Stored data
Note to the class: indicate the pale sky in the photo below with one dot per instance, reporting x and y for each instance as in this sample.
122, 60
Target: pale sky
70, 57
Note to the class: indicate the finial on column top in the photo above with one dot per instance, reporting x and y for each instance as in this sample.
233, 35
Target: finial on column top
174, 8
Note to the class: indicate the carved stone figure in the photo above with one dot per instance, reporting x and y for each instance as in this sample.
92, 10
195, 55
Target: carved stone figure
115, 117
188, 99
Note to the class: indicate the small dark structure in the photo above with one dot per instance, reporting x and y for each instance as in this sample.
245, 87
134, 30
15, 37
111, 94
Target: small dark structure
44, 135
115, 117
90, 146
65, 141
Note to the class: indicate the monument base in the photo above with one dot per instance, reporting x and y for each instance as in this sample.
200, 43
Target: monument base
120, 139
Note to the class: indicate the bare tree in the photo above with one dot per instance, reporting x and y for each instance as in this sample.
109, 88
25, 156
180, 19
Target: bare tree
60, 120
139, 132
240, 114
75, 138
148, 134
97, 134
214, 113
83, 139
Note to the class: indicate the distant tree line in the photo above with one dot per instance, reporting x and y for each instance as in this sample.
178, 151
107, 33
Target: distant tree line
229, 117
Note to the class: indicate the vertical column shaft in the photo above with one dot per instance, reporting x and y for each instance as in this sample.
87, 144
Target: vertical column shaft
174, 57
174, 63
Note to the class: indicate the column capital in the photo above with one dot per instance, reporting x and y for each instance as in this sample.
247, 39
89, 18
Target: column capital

#### [Goal]
Starting with the line that contains "Note to the class: indicate the finial", print each line through the last one in the listing. Include both end lines and add nothing.

#### [Full output]
Note to the class: indicate the finial on column top in the photo above with one dot per instance, reporting x and y for each instance as in this sample.
233, 35
Target: finial on column top
174, 8
Note to the class: indicate the carved stone figure in the photo above with one dot per instance, reporting x and y for each instance as in this sample.
92, 10
195, 55
Target: carved stone figure
115, 117
188, 99
Note to the class: indicate the small dark structure in the photo above with one dot per instance, reporting x and y for each instance as in this sample.
245, 87
134, 30
15, 37
111, 94
Target: small dark structure
44, 135
115, 117
90, 146
65, 141
Note to the class: indicate the monument base in the photo above with one dot per instance, reporting x and y for each instance as in this sample.
200, 43
Target: monument base
120, 139
Note to the class: indicate the bare tree in the photo above with one dot per instance, reporting x and y for each instance as in this sample.
109, 88
25, 156
180, 19
Target: bare tree
60, 120
139, 132
240, 114
75, 138
148, 134
97, 134
214, 113
83, 139
Note to the class: indicate the distant tree line in the photo above with one dot per instance, reporting x and y for each instance as in this sample.
178, 151
107, 33
Target: distant tree line
229, 117
Note to the class: indicate the vertical column shaft in the photo above with one dot per instance, reporting x and y for each instance as in this sample.
87, 144
Target: vertical column shaft
174, 57
174, 63
Note to the class: indicate the column capital in the photo above with one dot per instance, reporting x and y for each instance as in this sample.
247, 39
89, 18
Target: column capital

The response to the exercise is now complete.